> _STATED GOAL_
Reproduce the items from the beginning through the line containing "298 329 L 291", renaming "balcony" to "terrace" and changing nothing else.

━━━━━━━━━━━━━━━━

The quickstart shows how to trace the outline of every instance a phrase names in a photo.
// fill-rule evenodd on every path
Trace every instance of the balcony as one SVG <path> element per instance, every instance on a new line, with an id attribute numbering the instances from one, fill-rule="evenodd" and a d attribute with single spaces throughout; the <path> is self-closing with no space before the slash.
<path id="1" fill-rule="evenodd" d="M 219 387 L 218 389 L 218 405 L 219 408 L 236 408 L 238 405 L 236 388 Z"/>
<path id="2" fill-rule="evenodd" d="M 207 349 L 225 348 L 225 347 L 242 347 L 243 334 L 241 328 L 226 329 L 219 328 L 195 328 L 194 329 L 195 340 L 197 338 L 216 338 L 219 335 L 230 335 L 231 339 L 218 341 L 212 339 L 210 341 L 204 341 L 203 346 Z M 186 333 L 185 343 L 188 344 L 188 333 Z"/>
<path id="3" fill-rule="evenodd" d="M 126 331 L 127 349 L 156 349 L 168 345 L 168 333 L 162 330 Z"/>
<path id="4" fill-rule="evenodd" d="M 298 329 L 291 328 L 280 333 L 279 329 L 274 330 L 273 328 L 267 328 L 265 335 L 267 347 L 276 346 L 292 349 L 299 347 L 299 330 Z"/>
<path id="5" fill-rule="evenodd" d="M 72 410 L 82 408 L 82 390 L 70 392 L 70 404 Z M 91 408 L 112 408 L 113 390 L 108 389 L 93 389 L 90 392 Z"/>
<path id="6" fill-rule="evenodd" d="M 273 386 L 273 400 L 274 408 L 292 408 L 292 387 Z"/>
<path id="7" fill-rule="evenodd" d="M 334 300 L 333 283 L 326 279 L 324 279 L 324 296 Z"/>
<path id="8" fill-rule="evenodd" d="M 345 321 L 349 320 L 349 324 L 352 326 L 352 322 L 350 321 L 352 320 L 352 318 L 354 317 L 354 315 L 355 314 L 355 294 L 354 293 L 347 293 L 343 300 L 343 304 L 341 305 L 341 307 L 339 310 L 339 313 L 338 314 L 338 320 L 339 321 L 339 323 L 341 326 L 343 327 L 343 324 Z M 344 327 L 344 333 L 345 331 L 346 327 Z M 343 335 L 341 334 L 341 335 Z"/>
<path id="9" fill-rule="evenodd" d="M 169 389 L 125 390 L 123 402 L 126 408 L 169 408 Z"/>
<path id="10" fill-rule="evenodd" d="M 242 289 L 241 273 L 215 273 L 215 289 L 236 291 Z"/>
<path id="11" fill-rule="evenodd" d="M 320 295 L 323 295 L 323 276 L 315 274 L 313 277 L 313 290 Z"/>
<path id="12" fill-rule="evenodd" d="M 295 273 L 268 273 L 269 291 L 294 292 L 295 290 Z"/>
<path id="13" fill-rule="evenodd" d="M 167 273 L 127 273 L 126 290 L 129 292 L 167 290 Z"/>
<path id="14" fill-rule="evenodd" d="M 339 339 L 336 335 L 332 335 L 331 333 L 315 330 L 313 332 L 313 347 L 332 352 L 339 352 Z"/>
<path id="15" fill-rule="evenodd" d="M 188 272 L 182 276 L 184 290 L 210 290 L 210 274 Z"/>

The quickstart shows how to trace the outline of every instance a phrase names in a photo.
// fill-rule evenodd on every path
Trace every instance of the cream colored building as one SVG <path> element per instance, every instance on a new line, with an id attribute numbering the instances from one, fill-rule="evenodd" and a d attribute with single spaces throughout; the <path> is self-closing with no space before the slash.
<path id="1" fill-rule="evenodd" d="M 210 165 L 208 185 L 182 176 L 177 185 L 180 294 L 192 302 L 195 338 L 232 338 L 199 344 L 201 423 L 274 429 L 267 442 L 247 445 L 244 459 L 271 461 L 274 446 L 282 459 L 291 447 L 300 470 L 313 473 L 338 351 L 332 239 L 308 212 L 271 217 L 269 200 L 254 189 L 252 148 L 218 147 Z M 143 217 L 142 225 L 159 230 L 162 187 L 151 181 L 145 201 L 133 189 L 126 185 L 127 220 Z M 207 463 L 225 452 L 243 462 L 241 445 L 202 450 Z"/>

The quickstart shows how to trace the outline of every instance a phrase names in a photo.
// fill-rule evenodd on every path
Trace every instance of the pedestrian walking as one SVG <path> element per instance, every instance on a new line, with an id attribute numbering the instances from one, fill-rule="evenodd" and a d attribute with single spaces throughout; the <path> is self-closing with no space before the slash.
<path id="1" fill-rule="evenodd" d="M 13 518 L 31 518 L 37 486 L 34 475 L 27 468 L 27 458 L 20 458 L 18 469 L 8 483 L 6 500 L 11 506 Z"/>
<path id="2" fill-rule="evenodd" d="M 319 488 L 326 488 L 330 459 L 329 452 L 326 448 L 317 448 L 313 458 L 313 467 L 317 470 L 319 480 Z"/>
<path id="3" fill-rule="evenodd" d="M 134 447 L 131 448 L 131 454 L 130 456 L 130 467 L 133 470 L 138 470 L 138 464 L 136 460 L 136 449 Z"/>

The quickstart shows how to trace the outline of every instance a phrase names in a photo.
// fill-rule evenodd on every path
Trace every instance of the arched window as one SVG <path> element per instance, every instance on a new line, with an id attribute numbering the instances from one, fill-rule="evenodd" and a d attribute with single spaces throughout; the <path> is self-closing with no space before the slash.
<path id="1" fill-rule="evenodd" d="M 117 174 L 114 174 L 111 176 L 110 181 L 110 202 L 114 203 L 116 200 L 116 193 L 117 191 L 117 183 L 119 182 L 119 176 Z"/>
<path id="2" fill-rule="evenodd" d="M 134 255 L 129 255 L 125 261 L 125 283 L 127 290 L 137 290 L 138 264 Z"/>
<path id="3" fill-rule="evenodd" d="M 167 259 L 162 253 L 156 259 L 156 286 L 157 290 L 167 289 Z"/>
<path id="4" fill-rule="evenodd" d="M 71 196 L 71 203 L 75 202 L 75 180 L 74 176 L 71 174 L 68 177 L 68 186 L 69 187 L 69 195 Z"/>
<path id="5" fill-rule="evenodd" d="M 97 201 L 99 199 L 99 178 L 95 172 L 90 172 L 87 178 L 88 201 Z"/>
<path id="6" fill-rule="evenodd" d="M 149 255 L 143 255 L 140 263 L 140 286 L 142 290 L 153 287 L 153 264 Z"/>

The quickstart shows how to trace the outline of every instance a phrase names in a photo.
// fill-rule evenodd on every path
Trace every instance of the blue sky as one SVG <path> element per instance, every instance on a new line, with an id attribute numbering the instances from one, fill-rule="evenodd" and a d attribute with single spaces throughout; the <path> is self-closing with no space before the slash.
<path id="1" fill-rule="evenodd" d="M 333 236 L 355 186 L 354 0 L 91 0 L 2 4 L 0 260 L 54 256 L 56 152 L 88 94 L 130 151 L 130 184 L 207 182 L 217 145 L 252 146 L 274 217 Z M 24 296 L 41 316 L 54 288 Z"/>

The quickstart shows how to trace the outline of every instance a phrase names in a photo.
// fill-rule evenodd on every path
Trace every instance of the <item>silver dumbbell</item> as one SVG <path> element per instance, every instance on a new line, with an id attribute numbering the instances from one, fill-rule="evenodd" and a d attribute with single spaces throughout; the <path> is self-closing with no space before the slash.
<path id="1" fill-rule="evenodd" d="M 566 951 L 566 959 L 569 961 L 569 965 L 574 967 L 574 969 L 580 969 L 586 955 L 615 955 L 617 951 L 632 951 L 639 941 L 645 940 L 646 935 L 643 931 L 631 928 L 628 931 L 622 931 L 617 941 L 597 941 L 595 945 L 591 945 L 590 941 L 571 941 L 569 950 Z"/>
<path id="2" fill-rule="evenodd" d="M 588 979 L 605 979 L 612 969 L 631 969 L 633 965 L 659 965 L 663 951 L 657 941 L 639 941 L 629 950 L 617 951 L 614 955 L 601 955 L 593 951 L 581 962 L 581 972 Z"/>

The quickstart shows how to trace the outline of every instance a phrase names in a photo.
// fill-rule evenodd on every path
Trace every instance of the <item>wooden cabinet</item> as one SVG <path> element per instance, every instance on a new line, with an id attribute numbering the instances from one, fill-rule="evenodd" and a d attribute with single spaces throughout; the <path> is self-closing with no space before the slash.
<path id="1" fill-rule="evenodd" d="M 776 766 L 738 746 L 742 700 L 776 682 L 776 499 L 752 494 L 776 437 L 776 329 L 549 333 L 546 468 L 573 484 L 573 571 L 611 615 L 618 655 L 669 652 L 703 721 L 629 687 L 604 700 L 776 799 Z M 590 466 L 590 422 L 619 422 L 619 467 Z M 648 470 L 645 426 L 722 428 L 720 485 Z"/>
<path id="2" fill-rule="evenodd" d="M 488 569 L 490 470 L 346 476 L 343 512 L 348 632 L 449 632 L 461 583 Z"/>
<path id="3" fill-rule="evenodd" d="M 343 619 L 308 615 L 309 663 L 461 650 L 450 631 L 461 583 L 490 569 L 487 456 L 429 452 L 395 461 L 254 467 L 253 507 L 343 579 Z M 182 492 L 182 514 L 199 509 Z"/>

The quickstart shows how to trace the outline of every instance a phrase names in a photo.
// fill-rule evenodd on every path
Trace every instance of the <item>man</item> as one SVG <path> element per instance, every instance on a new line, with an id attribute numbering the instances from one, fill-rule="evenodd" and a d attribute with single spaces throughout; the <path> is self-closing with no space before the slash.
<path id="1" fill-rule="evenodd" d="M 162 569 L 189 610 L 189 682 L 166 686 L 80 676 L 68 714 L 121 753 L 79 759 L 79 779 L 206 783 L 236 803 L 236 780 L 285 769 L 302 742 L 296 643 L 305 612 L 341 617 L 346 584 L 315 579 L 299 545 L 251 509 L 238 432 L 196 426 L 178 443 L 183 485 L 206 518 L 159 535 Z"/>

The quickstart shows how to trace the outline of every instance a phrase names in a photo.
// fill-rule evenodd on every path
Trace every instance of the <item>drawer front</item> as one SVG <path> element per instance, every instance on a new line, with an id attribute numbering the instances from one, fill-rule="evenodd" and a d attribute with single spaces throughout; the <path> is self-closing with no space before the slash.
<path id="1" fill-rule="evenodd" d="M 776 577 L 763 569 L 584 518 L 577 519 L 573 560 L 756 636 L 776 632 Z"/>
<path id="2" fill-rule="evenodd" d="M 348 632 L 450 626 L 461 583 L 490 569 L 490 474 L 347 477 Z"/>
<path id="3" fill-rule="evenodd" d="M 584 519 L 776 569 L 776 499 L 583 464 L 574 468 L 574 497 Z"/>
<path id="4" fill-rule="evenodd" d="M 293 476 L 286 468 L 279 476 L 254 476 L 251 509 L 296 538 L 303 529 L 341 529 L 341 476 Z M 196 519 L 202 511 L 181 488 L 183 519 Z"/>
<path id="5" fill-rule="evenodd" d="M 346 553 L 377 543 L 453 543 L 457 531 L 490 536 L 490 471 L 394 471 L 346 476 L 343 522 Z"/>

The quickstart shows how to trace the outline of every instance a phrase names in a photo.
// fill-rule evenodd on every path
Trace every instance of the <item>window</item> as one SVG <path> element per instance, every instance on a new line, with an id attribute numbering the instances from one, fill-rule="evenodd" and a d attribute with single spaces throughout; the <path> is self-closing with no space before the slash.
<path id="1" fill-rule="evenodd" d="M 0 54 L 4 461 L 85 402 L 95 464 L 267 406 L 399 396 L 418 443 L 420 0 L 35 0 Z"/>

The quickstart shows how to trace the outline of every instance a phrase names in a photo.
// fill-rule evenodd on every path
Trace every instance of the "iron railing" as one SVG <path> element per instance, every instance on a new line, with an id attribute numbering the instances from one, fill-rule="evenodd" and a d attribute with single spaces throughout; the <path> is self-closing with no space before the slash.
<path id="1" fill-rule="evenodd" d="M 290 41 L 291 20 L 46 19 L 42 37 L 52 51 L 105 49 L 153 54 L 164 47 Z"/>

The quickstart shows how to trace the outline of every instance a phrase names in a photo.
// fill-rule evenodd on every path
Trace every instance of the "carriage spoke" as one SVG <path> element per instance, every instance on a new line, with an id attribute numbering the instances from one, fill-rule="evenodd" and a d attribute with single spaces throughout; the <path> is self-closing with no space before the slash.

━━━━━━━━━━━━━━━━

> _CORRECT OUTPUT_
The quickstart shows how to trace the outline of every instance a phrase names in a photo.
// fill-rule evenodd on every path
Trace every instance of the terrace as one SVG <path> element per instance, every instance on a new line, with an id attribute numbering the instances from one, fill-rule="evenodd" and a d attribute with single spaces throughout; the <path> is self-closing with no space before the slash.
<path id="1" fill-rule="evenodd" d="M 219 387 L 218 389 L 218 405 L 219 408 L 236 408 L 238 405 L 236 388 Z"/>
<path id="2" fill-rule="evenodd" d="M 207 349 L 225 348 L 225 347 L 242 347 L 243 334 L 241 328 L 226 329 L 219 328 L 195 328 L 194 329 L 195 340 L 197 338 L 216 338 L 219 335 L 230 335 L 231 339 L 218 341 L 212 339 L 210 341 L 204 341 L 203 346 Z M 186 333 L 185 343 L 188 344 L 188 333 Z"/>
<path id="3" fill-rule="evenodd" d="M 126 331 L 127 349 L 156 349 L 168 345 L 168 333 L 162 330 Z"/>
<path id="4" fill-rule="evenodd" d="M 298 329 L 291 328 L 280 333 L 279 329 L 274 330 L 273 328 L 267 328 L 265 335 L 267 347 L 276 346 L 292 349 L 299 347 L 299 330 Z"/>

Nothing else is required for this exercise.